*WHAT TO DO*: With the pictures left out, copy the records below exactly from the first line down to the line holding "Target: sandy beach", and include that line.

*Image-grounded pointing data*:

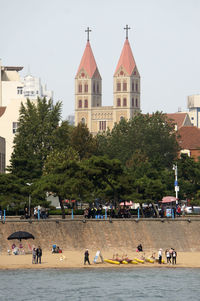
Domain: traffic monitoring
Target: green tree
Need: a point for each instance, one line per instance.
(34, 138)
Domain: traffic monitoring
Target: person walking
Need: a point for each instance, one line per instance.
(160, 256)
(174, 255)
(39, 254)
(86, 257)
(34, 256)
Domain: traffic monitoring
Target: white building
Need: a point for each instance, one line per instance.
(13, 91)
(194, 109)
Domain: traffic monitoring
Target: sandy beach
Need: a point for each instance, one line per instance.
(74, 259)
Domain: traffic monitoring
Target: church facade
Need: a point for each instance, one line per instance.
(88, 91)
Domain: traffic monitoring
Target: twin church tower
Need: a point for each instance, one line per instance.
(88, 90)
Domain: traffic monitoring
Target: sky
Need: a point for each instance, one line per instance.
(48, 37)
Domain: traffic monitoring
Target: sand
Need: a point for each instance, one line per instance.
(74, 259)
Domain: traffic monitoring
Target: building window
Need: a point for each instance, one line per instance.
(80, 88)
(86, 87)
(19, 90)
(132, 86)
(15, 126)
(118, 86)
(86, 103)
(124, 86)
(118, 102)
(102, 125)
(80, 103)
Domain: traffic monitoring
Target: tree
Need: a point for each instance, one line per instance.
(34, 138)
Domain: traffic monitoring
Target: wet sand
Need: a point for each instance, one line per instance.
(74, 259)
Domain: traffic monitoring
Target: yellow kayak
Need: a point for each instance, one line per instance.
(111, 261)
(139, 260)
(149, 260)
(133, 262)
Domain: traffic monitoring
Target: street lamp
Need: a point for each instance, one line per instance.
(29, 200)
(176, 187)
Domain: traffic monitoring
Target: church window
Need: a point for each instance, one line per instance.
(15, 126)
(102, 125)
(80, 88)
(118, 86)
(80, 103)
(118, 102)
(86, 103)
(124, 86)
(19, 90)
(86, 87)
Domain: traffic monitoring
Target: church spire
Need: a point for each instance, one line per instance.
(126, 60)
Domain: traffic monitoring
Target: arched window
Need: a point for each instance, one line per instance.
(132, 85)
(80, 103)
(85, 103)
(80, 88)
(118, 102)
(125, 86)
(86, 87)
(118, 86)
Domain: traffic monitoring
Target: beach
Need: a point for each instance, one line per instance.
(75, 259)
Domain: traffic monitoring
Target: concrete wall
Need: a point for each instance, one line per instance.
(103, 235)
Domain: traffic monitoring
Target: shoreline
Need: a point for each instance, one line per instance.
(74, 260)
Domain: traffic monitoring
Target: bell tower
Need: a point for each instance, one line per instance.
(126, 83)
(88, 86)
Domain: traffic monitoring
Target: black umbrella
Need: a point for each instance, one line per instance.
(20, 235)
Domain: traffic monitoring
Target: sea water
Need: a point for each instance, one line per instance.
(152, 284)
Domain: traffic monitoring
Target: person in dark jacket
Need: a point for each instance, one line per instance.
(86, 257)
(39, 254)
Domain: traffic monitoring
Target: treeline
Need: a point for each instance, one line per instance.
(132, 162)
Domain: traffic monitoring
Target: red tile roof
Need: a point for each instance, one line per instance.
(126, 59)
(189, 137)
(2, 110)
(88, 62)
(178, 118)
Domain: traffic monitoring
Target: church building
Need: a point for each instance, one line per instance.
(88, 90)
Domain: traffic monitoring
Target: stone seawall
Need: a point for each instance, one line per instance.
(184, 235)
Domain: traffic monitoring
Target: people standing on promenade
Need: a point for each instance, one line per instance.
(160, 256)
(86, 257)
(174, 255)
(168, 256)
(39, 254)
(34, 255)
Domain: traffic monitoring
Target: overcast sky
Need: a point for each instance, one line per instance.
(49, 36)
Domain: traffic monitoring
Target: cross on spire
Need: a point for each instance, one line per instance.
(88, 30)
(127, 29)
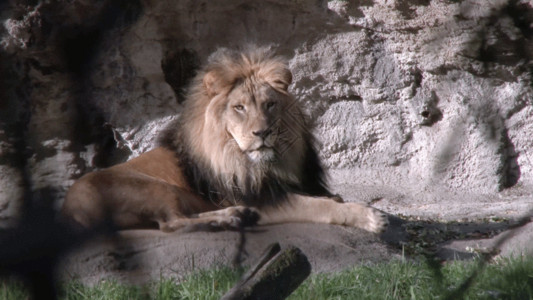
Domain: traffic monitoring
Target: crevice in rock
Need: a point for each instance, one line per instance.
(179, 68)
(509, 172)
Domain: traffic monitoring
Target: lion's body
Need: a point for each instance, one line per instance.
(241, 149)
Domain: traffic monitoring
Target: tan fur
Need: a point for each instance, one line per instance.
(242, 128)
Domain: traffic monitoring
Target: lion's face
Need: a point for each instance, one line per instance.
(252, 114)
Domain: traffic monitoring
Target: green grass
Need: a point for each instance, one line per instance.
(504, 279)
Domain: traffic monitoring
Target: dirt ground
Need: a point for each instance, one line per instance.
(451, 228)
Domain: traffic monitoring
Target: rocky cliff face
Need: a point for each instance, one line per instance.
(410, 95)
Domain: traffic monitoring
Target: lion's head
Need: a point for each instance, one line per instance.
(241, 126)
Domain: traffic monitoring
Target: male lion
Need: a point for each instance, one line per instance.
(240, 152)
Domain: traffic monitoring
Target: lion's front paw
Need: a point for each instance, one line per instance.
(377, 221)
(233, 217)
(365, 217)
(248, 216)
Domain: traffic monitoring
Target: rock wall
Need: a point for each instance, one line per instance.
(409, 95)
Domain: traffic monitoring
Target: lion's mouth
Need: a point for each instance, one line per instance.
(261, 153)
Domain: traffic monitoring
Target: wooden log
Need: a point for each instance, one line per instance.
(276, 275)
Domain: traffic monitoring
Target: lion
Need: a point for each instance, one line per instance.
(240, 154)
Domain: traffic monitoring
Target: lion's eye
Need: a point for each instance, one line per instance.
(239, 107)
(271, 104)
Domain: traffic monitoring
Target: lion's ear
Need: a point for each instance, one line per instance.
(280, 79)
(213, 83)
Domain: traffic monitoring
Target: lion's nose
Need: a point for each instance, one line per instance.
(262, 133)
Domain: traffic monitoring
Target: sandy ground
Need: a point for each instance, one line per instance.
(458, 227)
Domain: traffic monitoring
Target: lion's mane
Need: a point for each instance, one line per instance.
(213, 164)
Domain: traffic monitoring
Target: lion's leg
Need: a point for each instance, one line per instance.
(300, 208)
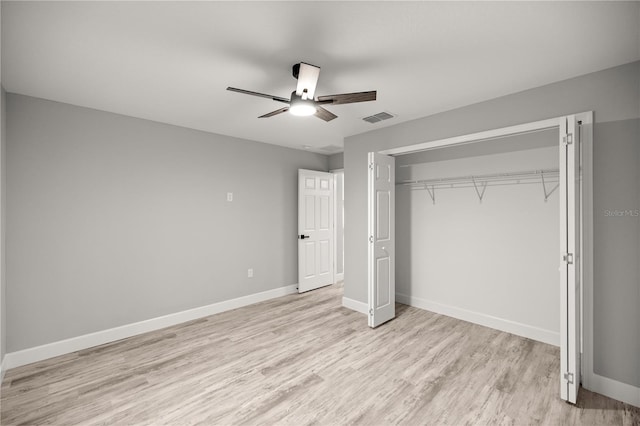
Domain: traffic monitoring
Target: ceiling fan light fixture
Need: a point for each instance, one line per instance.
(301, 107)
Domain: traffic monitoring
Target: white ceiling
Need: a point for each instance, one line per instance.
(171, 61)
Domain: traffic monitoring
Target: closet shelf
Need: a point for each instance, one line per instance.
(480, 183)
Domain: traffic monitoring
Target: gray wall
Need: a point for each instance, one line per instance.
(614, 95)
(114, 220)
(3, 210)
(497, 258)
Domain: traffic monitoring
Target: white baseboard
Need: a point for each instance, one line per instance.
(355, 305)
(50, 350)
(530, 332)
(614, 389)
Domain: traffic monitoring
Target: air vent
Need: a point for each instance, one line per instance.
(378, 117)
(331, 149)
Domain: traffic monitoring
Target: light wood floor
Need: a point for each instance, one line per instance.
(304, 359)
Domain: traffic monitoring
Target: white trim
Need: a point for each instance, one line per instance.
(50, 350)
(586, 139)
(513, 327)
(615, 389)
(355, 305)
(519, 129)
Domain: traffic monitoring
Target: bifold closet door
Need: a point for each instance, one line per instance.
(570, 185)
(381, 275)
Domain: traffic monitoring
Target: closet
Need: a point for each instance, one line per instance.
(477, 231)
(465, 226)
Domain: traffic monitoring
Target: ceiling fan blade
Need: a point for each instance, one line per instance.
(324, 114)
(347, 98)
(307, 79)
(276, 112)
(262, 95)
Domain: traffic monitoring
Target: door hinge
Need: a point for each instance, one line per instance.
(567, 139)
(568, 377)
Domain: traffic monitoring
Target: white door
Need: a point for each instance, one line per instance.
(382, 286)
(570, 260)
(315, 229)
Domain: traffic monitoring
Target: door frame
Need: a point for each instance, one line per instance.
(587, 375)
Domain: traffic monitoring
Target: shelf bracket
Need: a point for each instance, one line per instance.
(432, 193)
(544, 188)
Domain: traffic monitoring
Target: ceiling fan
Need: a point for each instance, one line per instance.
(302, 100)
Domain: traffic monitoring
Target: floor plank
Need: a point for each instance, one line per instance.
(306, 360)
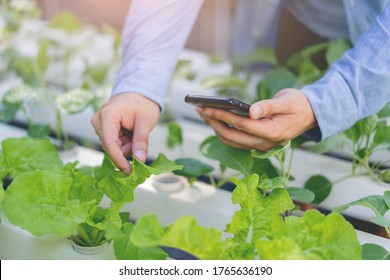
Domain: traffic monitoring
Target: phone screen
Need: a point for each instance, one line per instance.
(231, 104)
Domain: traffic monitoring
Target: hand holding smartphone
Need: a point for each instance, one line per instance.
(231, 104)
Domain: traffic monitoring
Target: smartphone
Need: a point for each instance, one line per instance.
(231, 104)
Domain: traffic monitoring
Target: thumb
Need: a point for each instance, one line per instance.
(140, 141)
(280, 104)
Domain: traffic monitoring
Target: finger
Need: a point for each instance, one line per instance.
(110, 131)
(270, 107)
(233, 120)
(141, 138)
(125, 145)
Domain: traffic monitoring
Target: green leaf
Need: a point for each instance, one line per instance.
(83, 186)
(38, 130)
(175, 134)
(313, 49)
(276, 80)
(8, 111)
(381, 221)
(320, 186)
(264, 166)
(375, 202)
(301, 194)
(314, 236)
(253, 220)
(124, 249)
(382, 134)
(237, 159)
(32, 154)
(38, 202)
(23, 94)
(223, 81)
(3, 167)
(273, 152)
(263, 55)
(386, 198)
(274, 183)
(147, 232)
(74, 101)
(186, 234)
(120, 188)
(385, 175)
(192, 167)
(101, 96)
(24, 68)
(372, 251)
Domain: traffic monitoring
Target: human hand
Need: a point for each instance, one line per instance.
(271, 122)
(123, 125)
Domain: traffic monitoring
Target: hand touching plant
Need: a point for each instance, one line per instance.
(123, 125)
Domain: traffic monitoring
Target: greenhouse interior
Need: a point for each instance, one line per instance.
(200, 193)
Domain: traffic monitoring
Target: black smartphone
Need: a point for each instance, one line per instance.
(231, 104)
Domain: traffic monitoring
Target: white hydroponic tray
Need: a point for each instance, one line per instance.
(211, 207)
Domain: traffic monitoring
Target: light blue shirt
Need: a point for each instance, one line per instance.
(356, 86)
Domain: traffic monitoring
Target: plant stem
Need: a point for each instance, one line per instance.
(84, 236)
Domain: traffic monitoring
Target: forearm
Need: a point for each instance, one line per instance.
(154, 34)
(357, 85)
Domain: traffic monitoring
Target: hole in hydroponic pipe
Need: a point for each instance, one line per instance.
(178, 254)
(6, 182)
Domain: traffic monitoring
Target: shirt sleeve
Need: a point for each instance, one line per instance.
(357, 85)
(153, 36)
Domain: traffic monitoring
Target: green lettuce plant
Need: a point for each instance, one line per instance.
(257, 231)
(47, 197)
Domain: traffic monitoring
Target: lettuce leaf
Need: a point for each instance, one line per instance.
(119, 187)
(314, 236)
(39, 202)
(253, 220)
(29, 154)
(204, 243)
(125, 249)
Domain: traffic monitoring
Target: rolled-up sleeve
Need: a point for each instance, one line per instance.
(355, 86)
(153, 36)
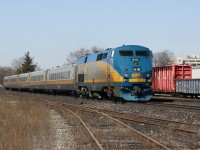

*RESULT FOR THIS EXERCISE*:
Domain: traffic monitoring
Target: green tree
Need: a point for each instance, one line per instance.
(34, 138)
Domain: traffic monitoring
Target: person walking
Need: a point for each instance, one line per instance.
(160, 256)
(174, 255)
(39, 254)
(86, 257)
(34, 256)
Domain: traffic monitoring
Target: white building
Need: a point for each instance, one line per instance.
(13, 91)
(194, 109)
Domain: traffic monitoring
Target: sandy beach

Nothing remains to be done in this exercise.